=== SOURCE PASSAGE ===

The families on Meridian Walk, close to the Tottenham Hotspur football ground, switched from their old Sixties council properties into newly refurbished homes owned by a housing association earlier this year.

So far, about 25 families have been moved.

Water-saving devices such as showers and dual flushing toilets have not been fitted to the new dwellings and residents, many of whom receive income support, fear that their bills will rise dramatically.

According to the National Campaign for Water Justice, a typical family of four would find its water bills increase threefold by going on a meter.

The families were only told on the day they signed their tenancy agreements that their new homes would have meters.

They say they received no information from either Thames Water or the housing association about the implications of the changeover.

Joan Impey, who has lived on the estate for 16 years, said: 'People here are mainly on income support and unemployed. It's not on.

'If they knew people were going on these meters they should have asked if they wanted a shower rather than a bath.

A spokesman for Metropolitan Housing Trust said they were not aware the meters would be installed when they first embarked on plans to renovate the estate in 1990.

'We only informed tenants when they signed up for the new properties', he said.

It was not the trust's responsibility how services like water were put into the properties, he added. That was down to Thames Water.

=== INFORMATION SHOWN ===

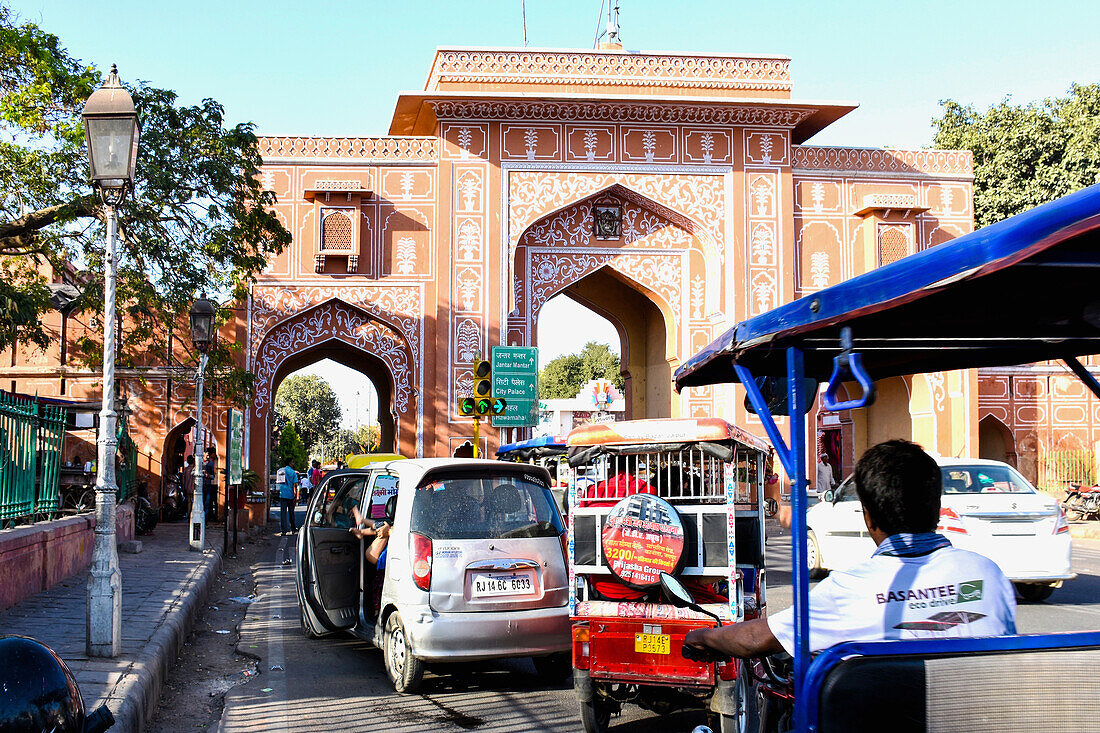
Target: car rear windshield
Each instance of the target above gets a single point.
(983, 480)
(484, 507)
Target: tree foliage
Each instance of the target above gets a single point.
(1025, 154)
(292, 448)
(197, 220)
(310, 405)
(562, 378)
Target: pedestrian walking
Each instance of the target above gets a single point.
(209, 483)
(287, 480)
(187, 481)
(306, 485)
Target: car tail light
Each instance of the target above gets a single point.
(421, 560)
(1060, 525)
(949, 521)
(728, 670)
(582, 646)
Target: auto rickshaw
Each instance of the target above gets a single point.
(678, 496)
(1018, 292)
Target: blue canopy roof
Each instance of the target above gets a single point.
(1023, 290)
(547, 445)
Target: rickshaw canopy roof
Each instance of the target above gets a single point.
(661, 431)
(1020, 291)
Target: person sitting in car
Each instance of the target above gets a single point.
(914, 586)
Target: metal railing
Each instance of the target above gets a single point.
(1058, 468)
(31, 436)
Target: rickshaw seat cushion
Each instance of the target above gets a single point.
(959, 690)
(873, 693)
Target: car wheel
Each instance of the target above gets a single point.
(305, 627)
(405, 670)
(1034, 592)
(595, 714)
(553, 668)
(814, 556)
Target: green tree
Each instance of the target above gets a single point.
(290, 447)
(1025, 154)
(198, 219)
(310, 405)
(564, 375)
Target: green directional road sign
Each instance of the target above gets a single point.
(235, 447)
(516, 381)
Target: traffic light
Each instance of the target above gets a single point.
(483, 379)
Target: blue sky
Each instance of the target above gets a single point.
(334, 68)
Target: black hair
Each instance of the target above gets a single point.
(899, 485)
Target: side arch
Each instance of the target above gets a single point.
(326, 328)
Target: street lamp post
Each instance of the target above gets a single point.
(111, 132)
(202, 330)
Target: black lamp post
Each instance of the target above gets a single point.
(111, 131)
(202, 335)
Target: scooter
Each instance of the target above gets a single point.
(1081, 502)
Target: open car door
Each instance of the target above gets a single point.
(329, 557)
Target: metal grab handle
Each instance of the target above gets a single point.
(847, 367)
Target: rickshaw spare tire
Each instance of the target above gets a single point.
(642, 537)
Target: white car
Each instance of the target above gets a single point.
(987, 507)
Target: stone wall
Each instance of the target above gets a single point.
(36, 557)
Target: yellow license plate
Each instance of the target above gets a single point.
(652, 643)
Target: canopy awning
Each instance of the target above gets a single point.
(1021, 291)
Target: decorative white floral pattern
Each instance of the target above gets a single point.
(818, 270)
(468, 340)
(327, 321)
(470, 239)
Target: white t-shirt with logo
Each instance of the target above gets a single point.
(946, 593)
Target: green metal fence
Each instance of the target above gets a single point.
(127, 473)
(31, 436)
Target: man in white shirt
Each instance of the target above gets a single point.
(825, 478)
(914, 586)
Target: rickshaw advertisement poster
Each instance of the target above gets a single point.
(642, 538)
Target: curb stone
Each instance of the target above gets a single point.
(133, 701)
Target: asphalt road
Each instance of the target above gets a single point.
(339, 682)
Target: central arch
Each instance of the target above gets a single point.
(351, 336)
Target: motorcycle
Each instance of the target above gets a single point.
(1081, 502)
(174, 507)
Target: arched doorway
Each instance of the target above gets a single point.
(352, 337)
(365, 364)
(646, 274)
(644, 337)
(996, 441)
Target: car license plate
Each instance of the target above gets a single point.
(488, 584)
(652, 643)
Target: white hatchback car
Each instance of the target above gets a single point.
(987, 507)
(475, 567)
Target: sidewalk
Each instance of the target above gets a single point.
(164, 587)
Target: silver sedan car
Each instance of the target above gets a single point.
(474, 567)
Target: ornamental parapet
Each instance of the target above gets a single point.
(380, 150)
(949, 163)
(525, 67)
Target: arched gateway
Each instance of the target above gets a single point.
(671, 194)
(668, 194)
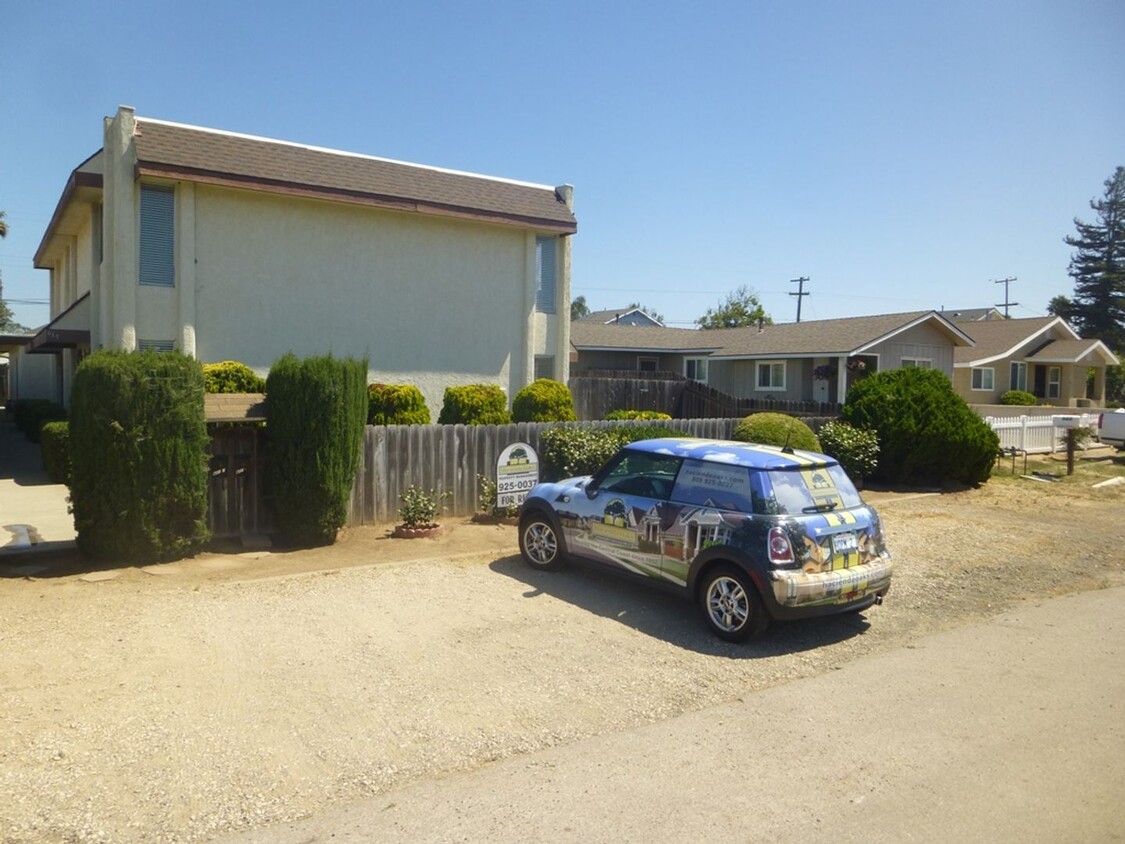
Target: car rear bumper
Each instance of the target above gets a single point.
(837, 590)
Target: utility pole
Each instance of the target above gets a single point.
(800, 292)
(1006, 304)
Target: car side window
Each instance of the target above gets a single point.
(644, 474)
(713, 485)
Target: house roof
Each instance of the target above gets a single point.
(851, 335)
(998, 339)
(613, 314)
(171, 150)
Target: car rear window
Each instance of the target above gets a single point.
(806, 490)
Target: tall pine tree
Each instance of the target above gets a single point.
(1097, 310)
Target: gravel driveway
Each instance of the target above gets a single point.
(228, 692)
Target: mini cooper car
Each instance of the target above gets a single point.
(750, 532)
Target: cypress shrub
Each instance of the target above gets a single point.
(230, 376)
(138, 456)
(396, 404)
(474, 404)
(927, 433)
(54, 445)
(315, 429)
(543, 401)
(1018, 397)
(776, 429)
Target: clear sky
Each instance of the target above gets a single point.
(902, 154)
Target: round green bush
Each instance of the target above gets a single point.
(856, 449)
(396, 404)
(543, 401)
(927, 433)
(776, 429)
(474, 404)
(626, 415)
(1019, 397)
(230, 376)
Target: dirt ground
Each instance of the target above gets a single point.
(172, 703)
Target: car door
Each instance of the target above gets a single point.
(620, 518)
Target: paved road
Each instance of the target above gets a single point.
(1011, 730)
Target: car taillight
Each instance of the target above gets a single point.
(781, 550)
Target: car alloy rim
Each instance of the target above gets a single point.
(728, 603)
(540, 542)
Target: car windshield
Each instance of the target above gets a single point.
(806, 490)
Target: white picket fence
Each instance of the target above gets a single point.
(1034, 434)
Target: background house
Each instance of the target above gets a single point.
(1042, 356)
(807, 361)
(232, 247)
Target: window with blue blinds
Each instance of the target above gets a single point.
(545, 275)
(158, 242)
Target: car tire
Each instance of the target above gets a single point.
(540, 544)
(731, 605)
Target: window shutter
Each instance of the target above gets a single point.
(545, 275)
(158, 227)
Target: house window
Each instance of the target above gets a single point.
(695, 368)
(1018, 376)
(982, 378)
(771, 375)
(545, 275)
(158, 227)
(545, 366)
(1054, 380)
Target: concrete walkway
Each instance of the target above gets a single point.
(33, 511)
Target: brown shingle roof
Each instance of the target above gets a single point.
(198, 154)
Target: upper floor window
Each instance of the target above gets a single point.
(158, 227)
(982, 377)
(545, 274)
(771, 375)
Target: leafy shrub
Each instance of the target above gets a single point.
(856, 449)
(317, 413)
(1018, 396)
(543, 401)
(623, 415)
(396, 404)
(776, 429)
(230, 376)
(926, 431)
(30, 414)
(54, 445)
(475, 404)
(574, 451)
(138, 456)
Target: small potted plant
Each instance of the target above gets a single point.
(417, 510)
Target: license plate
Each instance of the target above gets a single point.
(844, 542)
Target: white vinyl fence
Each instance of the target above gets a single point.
(1034, 434)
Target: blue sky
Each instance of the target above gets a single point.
(902, 155)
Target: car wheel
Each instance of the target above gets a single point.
(731, 605)
(539, 542)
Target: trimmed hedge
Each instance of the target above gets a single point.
(396, 404)
(543, 401)
(1018, 397)
(317, 413)
(475, 404)
(138, 456)
(54, 445)
(927, 433)
(624, 415)
(776, 429)
(230, 376)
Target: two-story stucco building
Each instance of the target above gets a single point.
(230, 247)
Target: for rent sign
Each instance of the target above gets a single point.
(516, 472)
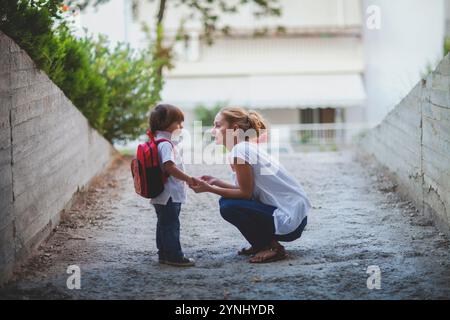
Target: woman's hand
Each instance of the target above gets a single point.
(210, 180)
(200, 186)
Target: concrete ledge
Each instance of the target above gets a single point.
(413, 143)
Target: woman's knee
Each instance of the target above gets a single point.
(227, 209)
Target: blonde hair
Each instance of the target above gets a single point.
(244, 119)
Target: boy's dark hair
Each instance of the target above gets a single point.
(163, 115)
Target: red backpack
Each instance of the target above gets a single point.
(147, 174)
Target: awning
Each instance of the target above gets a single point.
(267, 92)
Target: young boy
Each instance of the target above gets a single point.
(164, 120)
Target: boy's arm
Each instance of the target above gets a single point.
(172, 170)
(223, 184)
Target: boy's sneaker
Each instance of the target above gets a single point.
(181, 262)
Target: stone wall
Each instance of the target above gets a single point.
(48, 152)
(413, 142)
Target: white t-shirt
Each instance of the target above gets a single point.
(274, 186)
(173, 187)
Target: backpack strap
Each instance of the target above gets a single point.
(158, 141)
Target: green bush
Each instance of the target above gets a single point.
(128, 74)
(206, 115)
(111, 87)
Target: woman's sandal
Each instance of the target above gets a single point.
(247, 251)
(277, 254)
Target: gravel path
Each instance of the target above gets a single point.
(357, 221)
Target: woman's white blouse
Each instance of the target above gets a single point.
(274, 186)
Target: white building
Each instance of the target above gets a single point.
(325, 67)
(409, 43)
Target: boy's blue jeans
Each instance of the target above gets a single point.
(255, 221)
(168, 230)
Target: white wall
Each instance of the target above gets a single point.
(48, 152)
(411, 37)
(413, 142)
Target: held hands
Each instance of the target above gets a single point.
(202, 184)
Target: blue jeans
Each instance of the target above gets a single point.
(168, 230)
(255, 221)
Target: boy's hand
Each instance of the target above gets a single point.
(201, 186)
(209, 179)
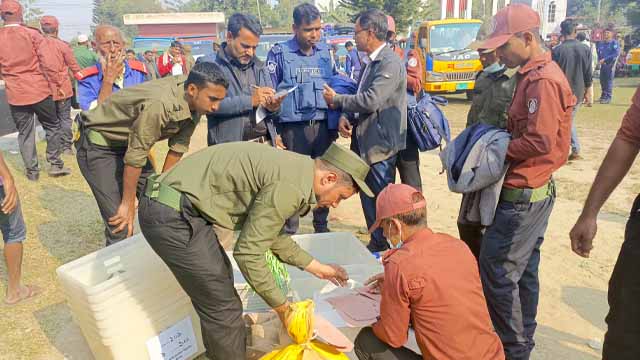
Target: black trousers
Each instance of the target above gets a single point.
(187, 243)
(408, 164)
(622, 340)
(369, 347)
(25, 123)
(63, 113)
(472, 235)
(103, 169)
(310, 138)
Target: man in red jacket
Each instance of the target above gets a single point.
(431, 283)
(62, 54)
(30, 75)
(172, 62)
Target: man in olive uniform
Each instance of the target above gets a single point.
(117, 135)
(492, 96)
(247, 187)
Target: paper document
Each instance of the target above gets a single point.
(261, 112)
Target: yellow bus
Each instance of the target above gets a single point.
(450, 66)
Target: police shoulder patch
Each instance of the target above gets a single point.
(271, 66)
(533, 106)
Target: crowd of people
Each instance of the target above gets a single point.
(272, 157)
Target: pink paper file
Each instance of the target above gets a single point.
(357, 309)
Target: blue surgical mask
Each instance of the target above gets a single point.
(494, 68)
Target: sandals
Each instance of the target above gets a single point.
(31, 292)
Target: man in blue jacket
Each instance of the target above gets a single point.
(304, 64)
(250, 86)
(608, 52)
(111, 73)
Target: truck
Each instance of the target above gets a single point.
(450, 66)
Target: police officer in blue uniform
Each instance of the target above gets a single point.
(608, 52)
(305, 64)
(112, 73)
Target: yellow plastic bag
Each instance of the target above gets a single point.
(301, 331)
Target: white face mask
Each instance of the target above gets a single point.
(399, 244)
(494, 68)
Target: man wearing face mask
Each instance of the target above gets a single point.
(250, 86)
(111, 73)
(492, 96)
(539, 121)
(304, 63)
(431, 283)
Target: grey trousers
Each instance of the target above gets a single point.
(23, 117)
(63, 112)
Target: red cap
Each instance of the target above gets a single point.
(509, 21)
(10, 6)
(49, 20)
(391, 24)
(395, 199)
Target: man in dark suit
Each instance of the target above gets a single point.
(376, 116)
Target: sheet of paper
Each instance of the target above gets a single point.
(261, 114)
(178, 342)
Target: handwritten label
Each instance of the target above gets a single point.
(178, 342)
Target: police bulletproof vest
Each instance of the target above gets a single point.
(309, 73)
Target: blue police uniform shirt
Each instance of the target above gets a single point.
(89, 85)
(608, 50)
(288, 66)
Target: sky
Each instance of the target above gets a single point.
(74, 15)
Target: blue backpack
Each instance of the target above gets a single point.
(427, 123)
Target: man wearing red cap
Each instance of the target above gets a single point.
(539, 120)
(62, 54)
(30, 76)
(430, 282)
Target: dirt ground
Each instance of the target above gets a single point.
(63, 225)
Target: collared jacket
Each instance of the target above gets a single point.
(236, 111)
(143, 115)
(90, 81)
(381, 127)
(29, 73)
(252, 188)
(432, 284)
(492, 96)
(539, 123)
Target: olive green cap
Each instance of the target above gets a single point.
(349, 162)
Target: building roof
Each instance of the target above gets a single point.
(174, 18)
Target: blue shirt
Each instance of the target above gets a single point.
(275, 59)
(89, 86)
(608, 50)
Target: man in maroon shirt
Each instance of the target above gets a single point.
(65, 61)
(30, 77)
(539, 121)
(623, 320)
(431, 283)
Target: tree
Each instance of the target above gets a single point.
(31, 13)
(404, 12)
(111, 11)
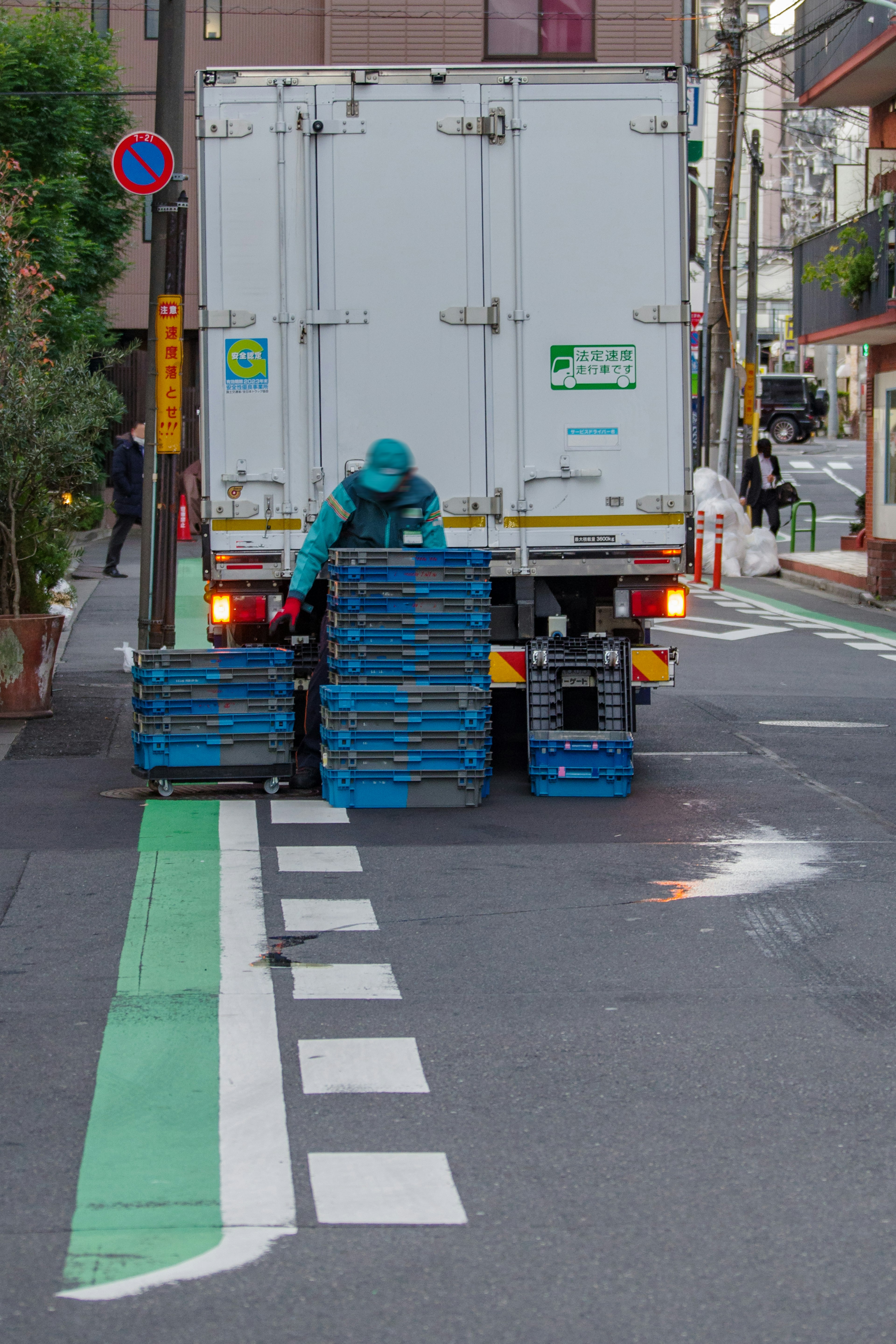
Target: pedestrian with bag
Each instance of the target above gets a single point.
(758, 486)
(127, 492)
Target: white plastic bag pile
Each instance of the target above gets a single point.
(746, 552)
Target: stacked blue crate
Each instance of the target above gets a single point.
(213, 714)
(406, 721)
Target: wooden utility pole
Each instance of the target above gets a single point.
(170, 124)
(722, 322)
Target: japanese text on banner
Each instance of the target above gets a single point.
(170, 353)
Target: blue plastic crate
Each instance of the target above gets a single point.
(551, 784)
(406, 789)
(156, 706)
(408, 624)
(459, 639)
(177, 725)
(377, 603)
(406, 558)
(425, 652)
(226, 660)
(409, 701)
(213, 749)
(582, 751)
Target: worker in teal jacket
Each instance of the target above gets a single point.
(386, 505)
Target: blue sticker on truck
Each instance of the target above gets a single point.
(246, 365)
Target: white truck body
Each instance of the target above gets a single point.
(390, 255)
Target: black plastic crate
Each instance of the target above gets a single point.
(580, 685)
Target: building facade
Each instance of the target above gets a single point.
(850, 61)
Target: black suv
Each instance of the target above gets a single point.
(792, 406)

===

* TASK INSTRUCTIONS *
**a.** In the article on water meters at Meridian Walk, shorten the paragraph that starts "Water-saving devices such as showers" to a single brief sentence that keeps its main facts.
**b.** Proceed with the article on water meters at Meridian Walk, picking up right after its last sentence.

* RESULTS FOR EACH TASK *
**a.** The new homes have no water-saving showers or dual-flush toilets, and residents, many of them on income support, fear their bills will rise sharply.

**b.**
Although the trust had fitted smaller size cisterns to the toilets in line with new building regulations, he admitted showers had not been fitted as standard in the homes.

'Shower units cost a lot of money. We have to take a balance between what we can afford to provide and what the rent level should be. Every extra penny we invest in the home we have to recover in the rent.

A spokesman for Thames Water said it had been dealing direct with the housing association and it was up to the association to tell residents they would be on meters.

Until it was replaced by the poll tax, the local authority rating system was used as the basis for water rates.

Since then, water authorities have had no way of assessing a property's water rate value.

Newly built residential properties and conversions of older properties are automatically put on to meters.

But they cannot be installed universally, and Thames Water has been given until 2000 to come up with another system on which to base its charges.